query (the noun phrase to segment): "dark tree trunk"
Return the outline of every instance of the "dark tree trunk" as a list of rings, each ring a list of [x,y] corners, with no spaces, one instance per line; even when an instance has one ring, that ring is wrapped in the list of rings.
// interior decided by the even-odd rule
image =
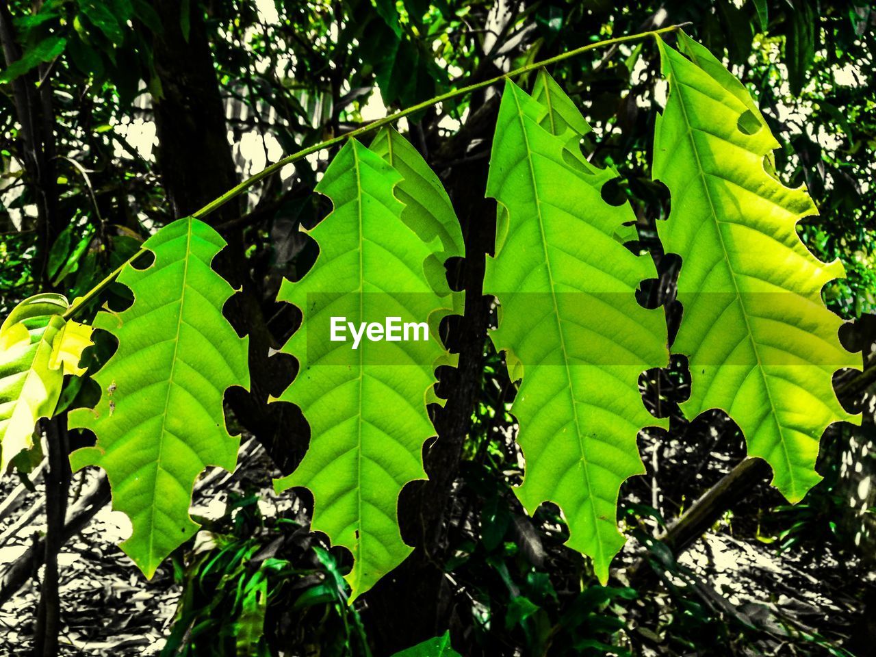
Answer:
[[[164,32],[154,40],[155,70],[161,96],[153,97],[159,137],[157,159],[167,196],[177,217],[191,215],[222,196],[237,183],[228,141],[225,110],[219,93],[203,15],[191,3],[187,39],[180,22],[180,3],[155,0]],[[237,223],[238,200],[224,204],[204,220],[213,225]],[[236,417],[265,446],[278,467],[288,472],[307,448],[308,431],[303,416],[287,404],[267,404],[291,378],[286,362],[268,359],[279,349],[261,306],[263,292],[250,274],[244,256],[243,225],[225,236],[229,246],[216,260],[216,269],[244,293],[236,294],[226,315],[240,334],[250,336],[251,392],[230,390],[228,401]],[[284,367],[284,365],[286,365]]]
[[[64,545],[64,519],[67,496],[70,489],[70,462],[67,439],[67,416],[43,420],[48,443],[48,471],[46,473],[46,541],[45,570],[39,591],[37,629],[33,644],[34,657],[54,657],[58,654],[58,632],[60,629],[60,598],[58,593],[58,553]]]
[[[155,2],[164,25],[154,41],[155,72],[161,81],[161,96],[152,97],[157,159],[176,216],[192,214],[237,184],[204,21],[198,4],[191,6],[194,11],[187,41],[180,28],[180,4]],[[239,209],[237,202],[230,202],[211,221],[233,219]]]
[[[496,102],[481,107],[436,158],[445,162],[460,159],[476,138],[484,139],[479,148],[489,152],[498,109]],[[465,238],[464,264],[450,276],[453,286],[464,288],[466,294],[465,314],[450,336],[451,349],[459,352],[459,364],[440,372],[439,391],[448,401],[435,414],[438,437],[424,450],[429,479],[406,487],[399,497],[402,536],[416,548],[363,596],[367,602],[363,619],[378,656],[442,634],[448,627],[453,629],[455,591],[444,576],[443,564],[448,557],[448,512],[480,393],[487,339],[490,298],[483,296],[483,283],[486,254],[492,251],[495,241],[496,205],[484,196],[486,180],[484,157],[457,164],[444,180]]]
--------------------------------------------------
_TASK REQUIREMENTS_. Please copy all of the lines above character for character, leaving out the pictures.

_SOLVED PROBLEM_.
query (the noun phrase to segment): "dark tree trunk"
Return the outline of every instance of the "dark tree trunk" as a list of rings, each ring a list of [x,y] corners, with no spaces, one instance per line; even when an instance has one ring, that ring is wrapped in the list of rings.
// interior decided by the even-odd rule
image =
Answer:
[[[164,32],[154,40],[155,70],[161,96],[153,97],[159,137],[157,159],[167,196],[177,217],[191,215],[222,196],[237,183],[228,141],[225,110],[219,93],[203,15],[191,3],[187,39],[180,22],[180,3],[155,0]],[[237,223],[238,200],[224,204],[204,220],[213,225]],[[236,417],[265,446],[278,467],[288,472],[307,448],[308,431],[303,416],[287,404],[267,404],[291,378],[286,362],[268,359],[279,349],[261,306],[263,292],[250,274],[244,256],[243,225],[225,236],[229,246],[216,260],[216,269],[244,293],[236,294],[226,315],[240,334],[250,336],[251,392],[230,390],[228,401]],[[284,367],[284,365],[286,365]]]
[[[64,545],[64,519],[67,496],[70,489],[70,462],[67,439],[67,416],[43,420],[48,443],[48,471],[46,473],[46,541],[45,570],[39,591],[37,629],[33,644],[34,657],[54,657],[58,654],[58,632],[60,629],[60,598],[58,593],[58,553]]]
[[[155,2],[164,25],[154,41],[155,72],[161,81],[161,96],[152,97],[157,159],[176,216],[192,214],[237,184],[204,21],[198,4],[191,6],[194,11],[187,41],[180,28],[180,4]],[[239,209],[237,202],[230,202],[211,221],[233,219]]]
[[[496,102],[481,107],[436,158],[445,162],[460,159],[476,138],[484,139],[479,148],[489,152],[498,109]],[[465,238],[464,264],[450,276],[453,286],[464,288],[466,294],[465,314],[450,336],[451,349],[459,352],[459,364],[440,372],[439,391],[448,401],[435,414],[438,437],[424,450],[429,479],[406,487],[399,497],[402,536],[416,548],[363,596],[367,602],[363,619],[378,656],[442,634],[448,627],[453,629],[455,591],[444,576],[443,564],[448,557],[448,512],[480,393],[487,339],[490,298],[483,296],[483,283],[486,254],[492,251],[495,241],[496,205],[484,196],[486,180],[484,157],[457,164],[444,180]]]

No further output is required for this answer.